§ DIRECTIONS FOR THIS TASK
Copy the records below line for line without changing anything, but omit the pictures.

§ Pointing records
· · · ·

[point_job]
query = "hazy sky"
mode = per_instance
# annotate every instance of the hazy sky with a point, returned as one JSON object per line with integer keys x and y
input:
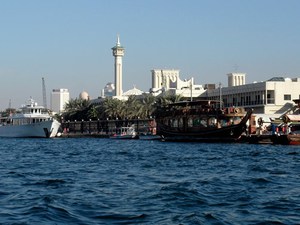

· · · ·

§ TASK SOLUTION
[point_job]
query = "hazy sky"
mode = per_instance
# annotate every instance of the hazy sky with a point, returned as one JSON object per line with integer keys x and y
input:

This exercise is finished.